-- Data excerpts follows --

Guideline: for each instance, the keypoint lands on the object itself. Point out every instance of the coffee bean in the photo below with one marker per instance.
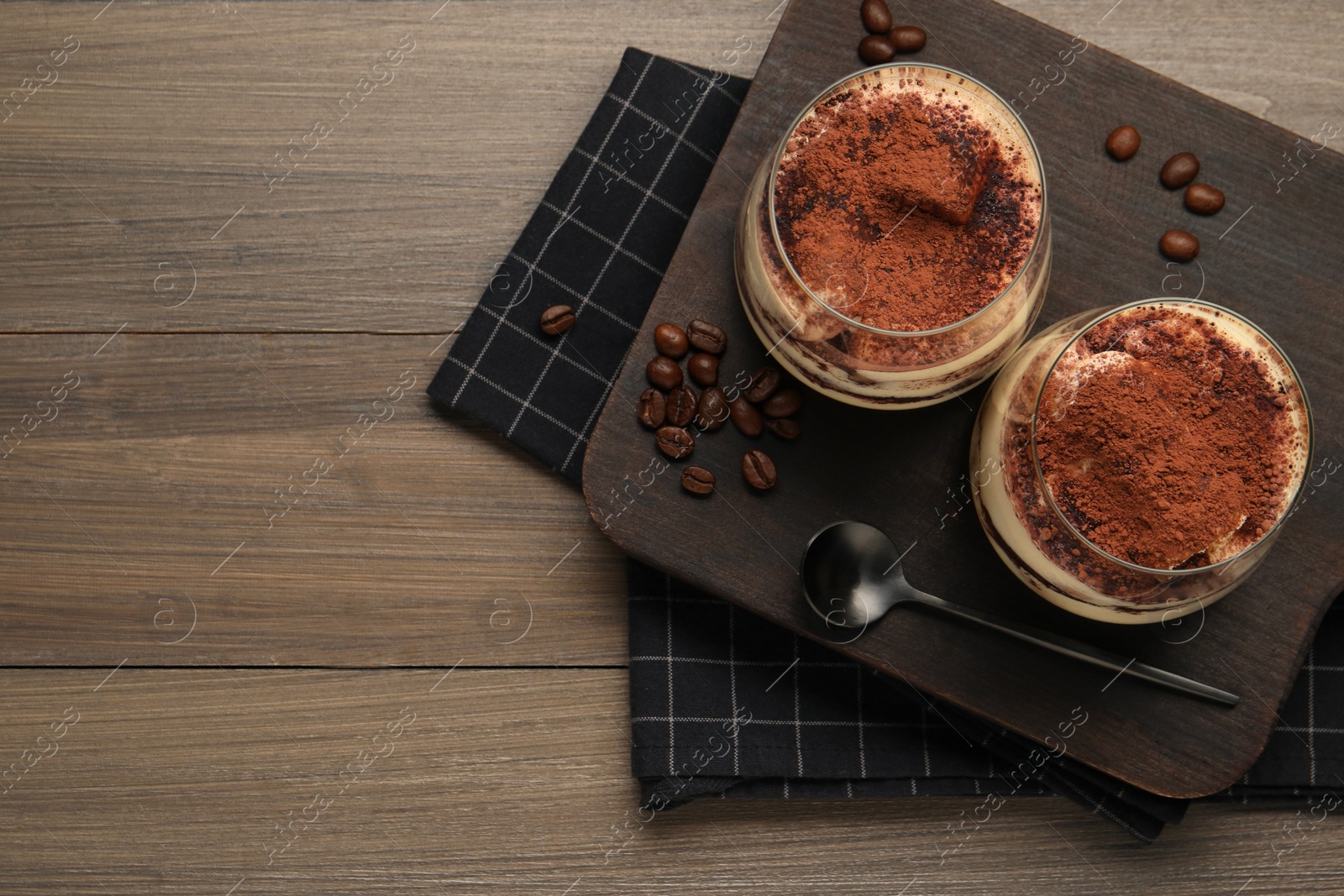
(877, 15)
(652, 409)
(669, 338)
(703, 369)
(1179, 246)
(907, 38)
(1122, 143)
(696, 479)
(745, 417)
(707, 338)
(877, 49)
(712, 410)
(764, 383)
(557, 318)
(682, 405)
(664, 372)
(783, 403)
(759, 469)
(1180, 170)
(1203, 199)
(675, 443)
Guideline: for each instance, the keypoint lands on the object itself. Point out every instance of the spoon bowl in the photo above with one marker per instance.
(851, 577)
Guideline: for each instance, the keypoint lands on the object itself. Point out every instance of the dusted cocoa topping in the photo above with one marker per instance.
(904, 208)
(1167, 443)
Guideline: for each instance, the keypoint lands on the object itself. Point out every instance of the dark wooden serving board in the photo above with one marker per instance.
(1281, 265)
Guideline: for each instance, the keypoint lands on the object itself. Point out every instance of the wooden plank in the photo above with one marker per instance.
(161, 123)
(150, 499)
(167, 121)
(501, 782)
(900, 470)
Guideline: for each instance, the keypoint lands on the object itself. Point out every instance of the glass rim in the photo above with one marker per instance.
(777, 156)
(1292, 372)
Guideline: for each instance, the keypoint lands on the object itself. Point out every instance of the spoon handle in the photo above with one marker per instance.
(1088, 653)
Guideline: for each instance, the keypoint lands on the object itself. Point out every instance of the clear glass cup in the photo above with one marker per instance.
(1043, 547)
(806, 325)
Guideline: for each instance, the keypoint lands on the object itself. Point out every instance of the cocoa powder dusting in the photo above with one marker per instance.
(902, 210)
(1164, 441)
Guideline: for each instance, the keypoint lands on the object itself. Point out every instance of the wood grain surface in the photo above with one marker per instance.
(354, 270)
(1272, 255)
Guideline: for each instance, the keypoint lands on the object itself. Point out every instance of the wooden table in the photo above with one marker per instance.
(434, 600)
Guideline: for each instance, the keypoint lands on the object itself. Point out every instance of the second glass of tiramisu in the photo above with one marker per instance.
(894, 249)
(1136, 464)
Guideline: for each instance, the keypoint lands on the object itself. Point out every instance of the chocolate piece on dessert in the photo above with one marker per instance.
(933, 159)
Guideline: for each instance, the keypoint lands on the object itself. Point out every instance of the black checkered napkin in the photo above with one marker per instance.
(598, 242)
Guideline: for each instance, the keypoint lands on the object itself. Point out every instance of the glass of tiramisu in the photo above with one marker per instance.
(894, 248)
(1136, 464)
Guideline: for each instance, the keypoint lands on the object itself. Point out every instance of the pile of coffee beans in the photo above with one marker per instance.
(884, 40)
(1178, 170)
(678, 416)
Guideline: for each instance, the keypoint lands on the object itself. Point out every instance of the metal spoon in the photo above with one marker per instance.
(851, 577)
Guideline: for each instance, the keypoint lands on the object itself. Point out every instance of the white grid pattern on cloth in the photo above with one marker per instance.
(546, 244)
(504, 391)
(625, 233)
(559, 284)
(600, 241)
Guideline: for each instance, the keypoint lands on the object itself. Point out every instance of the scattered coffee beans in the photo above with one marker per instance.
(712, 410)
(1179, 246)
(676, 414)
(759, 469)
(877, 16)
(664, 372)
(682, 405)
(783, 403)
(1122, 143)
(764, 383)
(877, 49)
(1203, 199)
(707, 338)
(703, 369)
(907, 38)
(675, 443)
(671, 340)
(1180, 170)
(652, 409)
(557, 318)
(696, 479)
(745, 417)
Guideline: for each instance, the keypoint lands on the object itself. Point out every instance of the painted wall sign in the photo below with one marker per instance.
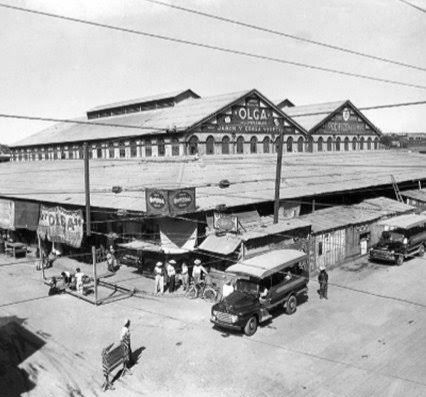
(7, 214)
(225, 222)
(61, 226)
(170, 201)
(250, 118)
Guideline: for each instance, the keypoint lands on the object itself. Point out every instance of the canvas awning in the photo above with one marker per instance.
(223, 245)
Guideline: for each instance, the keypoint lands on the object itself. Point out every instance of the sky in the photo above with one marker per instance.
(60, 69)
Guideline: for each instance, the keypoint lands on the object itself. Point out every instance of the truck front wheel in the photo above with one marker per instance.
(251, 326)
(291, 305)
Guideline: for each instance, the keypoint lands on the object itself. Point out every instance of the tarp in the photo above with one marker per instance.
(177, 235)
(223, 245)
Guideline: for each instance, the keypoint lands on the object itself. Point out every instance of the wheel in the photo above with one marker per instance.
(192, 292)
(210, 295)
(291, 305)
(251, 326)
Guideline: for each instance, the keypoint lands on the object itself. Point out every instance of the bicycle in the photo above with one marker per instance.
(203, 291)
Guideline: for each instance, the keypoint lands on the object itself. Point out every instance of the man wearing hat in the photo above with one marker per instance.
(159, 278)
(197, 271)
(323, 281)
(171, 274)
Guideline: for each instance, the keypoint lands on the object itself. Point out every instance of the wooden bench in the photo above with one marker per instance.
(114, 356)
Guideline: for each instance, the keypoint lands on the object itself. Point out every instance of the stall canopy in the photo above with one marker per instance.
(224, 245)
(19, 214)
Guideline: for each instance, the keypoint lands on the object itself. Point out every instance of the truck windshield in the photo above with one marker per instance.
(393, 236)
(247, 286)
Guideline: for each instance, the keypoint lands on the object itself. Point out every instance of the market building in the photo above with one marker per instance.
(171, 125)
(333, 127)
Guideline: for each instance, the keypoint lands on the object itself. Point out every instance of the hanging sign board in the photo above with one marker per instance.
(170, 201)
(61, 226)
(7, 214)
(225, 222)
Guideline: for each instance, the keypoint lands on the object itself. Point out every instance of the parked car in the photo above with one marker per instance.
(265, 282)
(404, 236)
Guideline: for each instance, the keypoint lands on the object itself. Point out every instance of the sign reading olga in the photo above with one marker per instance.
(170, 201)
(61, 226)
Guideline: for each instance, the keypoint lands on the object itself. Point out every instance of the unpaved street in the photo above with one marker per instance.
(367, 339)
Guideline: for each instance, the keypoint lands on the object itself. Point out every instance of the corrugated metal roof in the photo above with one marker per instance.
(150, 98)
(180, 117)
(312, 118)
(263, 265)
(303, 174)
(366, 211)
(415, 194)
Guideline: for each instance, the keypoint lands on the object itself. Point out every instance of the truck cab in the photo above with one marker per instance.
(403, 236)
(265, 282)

-- Data excerpts concluded --

**What you have to do:**
Your copy of the records above should be exact and contain no pictures.

**Result of this task:**
Guideline: for each instance, the keypoint lands on the object itself. Point out every instance of the coffee bean in the photo below with one marker per instance.
(877, 15)
(652, 409)
(669, 338)
(703, 369)
(1179, 246)
(907, 38)
(1122, 143)
(696, 479)
(745, 417)
(707, 338)
(877, 49)
(712, 410)
(764, 383)
(557, 318)
(682, 405)
(664, 372)
(783, 403)
(759, 469)
(1180, 170)
(1203, 199)
(675, 443)
Guideline: for each instance, the keypoint lands on the object itself. Point out every instance of the spoon bowl in the photo above with one marker per instance.
(851, 577)
Guideline: for each instance, the keypoint lands on the object itself. Point out every instance of the dusted cocoa topping in the photo above with one marker per instance.
(904, 208)
(1167, 443)
Guideline: for each instance, the keypoint lands on the object itself. Point out every instance of the dark wooden serving board in the photo above with one marker per instance.
(1281, 265)
Guideline: for each instance, the keypoint lands on the object itself. Point out every instance of the wooden plank in the photo above with one marker per instance.
(161, 123)
(150, 499)
(167, 121)
(501, 782)
(900, 470)
Guideline: for each instance, the keypoint lands on the object itself. Point out every instance of the glass rim in the photo above with one marker per instance.
(777, 156)
(1292, 372)
Guideline: for each instance, the keypoint lands on the object itself. Point out every instance of the spoon handle in the photo above with one marker per instance.
(1088, 653)
Guideline: for each instance, the keypoint lands on the object itself. Point out every instance of the clear glass cup in the photo above with one marker per instance.
(1043, 547)
(806, 325)
Guideline: for each instance, the keypoint lands on the object itself. Point out every instance of the cocoa powder dusting in the photo above with one marker per instance.
(902, 210)
(1164, 441)
Guideline: for each instance, the keypoint lands on the object itself. Point out every instance of the wood grain surface in the photo above with one marker per instance.
(354, 270)
(1272, 255)
Guideline: for each instance, the keypoint lands on the object itself. Point out every instance of the wooden table in the photo above with one marker per instance.
(434, 600)
Guideline: for each instance, the keypoint lands on the object itself. Point out every instance of the second glass of tiramisu in the photo above with one marker per instance.
(894, 249)
(1136, 464)
Guideline: for each instance, the keypoint lands on the object itself. Point out every instance of the chocolate piece on dessert in the photo above with one marker per instance.
(933, 159)
Guideline: for each instance, the keypoint lands on the object itself. Point out every instance of the black checkered napkin in the photo above with one marker per instance.
(598, 242)
Guideline: for each instance, the keypoint lands on the object itself. Point out every instance of the glass of tiramisu in the photo above with one marker per instance.
(894, 248)
(1136, 464)
Guideline: for each instance, the keypoint lands on the object itself. Point out every instance of the pile of coffee beans in the photo above with one marker per instance.
(884, 40)
(1178, 170)
(678, 416)
Guideline: for each instance, the keypoint lands on the object itself. Point out every instance of the metal spoon in the photo above with one marker per instance.
(851, 577)
Guideline: for each instance, the keypoint lands on the object itself. Point out every instance of the white grid pattern on cloth in the photo above with one marker per instance.
(546, 244)
(504, 391)
(625, 233)
(559, 284)
(600, 241)
Guideline: for each instance, the keypoint lands on the object itself. Point out every instance of the scattered coffee beans in the photo above with one marker per instance.
(712, 410)
(1179, 246)
(676, 414)
(759, 469)
(877, 16)
(664, 372)
(682, 405)
(783, 403)
(1122, 143)
(764, 383)
(877, 49)
(1203, 199)
(707, 338)
(703, 369)
(907, 38)
(675, 443)
(671, 340)
(1180, 170)
(652, 409)
(557, 318)
(696, 479)
(745, 417)
Guideline: for each instance, the keypoint lands on the object itself. Point out every instance of the painted wall sign in the photo below with one marker per instance.
(7, 214)
(225, 222)
(61, 226)
(170, 201)
(250, 118)
Guideline: for each instance, the keypoint lands on the object itself. Point out every instance of the canvas awning in the photo above with one marker per instance.
(223, 245)
Guideline: for each instance, the keypoint lands on the object itself. Point out every instance of the sky in the photo above with one marker per instance.
(60, 69)
Guideline: for each instance, the keypoint lands on the object itself. Point out every instance of the truck front wheel in the photo above with one marker per instance.
(251, 326)
(291, 305)
Guideline: for each instance, the keypoint lands on the object itself. Point out every instance of the tarp in the photo above with one marker per instance.
(177, 235)
(223, 245)
Guideline: for each instance, the keypoint lands on the object itself. Point out every instance of the wheel in the photo above with one marker per instance.
(192, 292)
(210, 295)
(291, 305)
(251, 326)
Guideline: for each instance, the keypoint lands on the object itself. Point out every instance of the bicycle in the photo above with one marker per instance.
(203, 291)
Guideline: for each instance, the keypoint lands on the object itself. Point out every instance of the man wearing hat in the photo above with one marker per instance.
(159, 278)
(197, 271)
(323, 281)
(171, 274)
Guideline: for each instance, the keypoint lands on the object itself. Point out every instance of the wooden bench in the photo above with one marker per instance.
(114, 356)
Guideline: for each instance, the keypoint lands on the object itself. Point out every instance of the stall canopy in the photo above with one marker per instance.
(224, 245)
(19, 214)
Guideline: for each instance, the keypoint lands on the object itself. Point out every instance of the truck windshield in the photo above with one marker per instance.
(393, 236)
(247, 286)
Guideline: for each instance, the keypoint lands on the object itself. Point out every instance of the market building in the photo above with one marker per instance.
(171, 125)
(333, 127)
Guideline: for each instance, the keypoint lands on the object itself. Point out every instance of the hanging sign board in the photo above with one marker per instance.
(170, 201)
(61, 226)
(7, 214)
(225, 222)
Guideline: for each instance, the keypoint lands on the object itself. Point out every instance of the parked car in the photo above with one marker per instance.
(265, 282)
(404, 236)
Guideline: for each instance, the keypoint lands on the object itself. Point out every instance of the sign reading olga in the photo above with one marker per instance.
(170, 201)
(61, 226)
Guideline: for each instance, the keypoint lands on the object itself. Point out every instance of the unpaved street in the photo above with one marker per instance.
(367, 339)
Guideline: for each instance, the keypoint lands on the object itself. Point out every instance of the corrugated metal roof in the photo above with one marker per instance.
(150, 98)
(180, 117)
(312, 118)
(263, 265)
(303, 174)
(366, 211)
(415, 194)
Guideline: for each instance, the keypoint lands on the object itself. Point out every instance of the truck cab in the photo above with one marker per instance.
(403, 236)
(265, 282)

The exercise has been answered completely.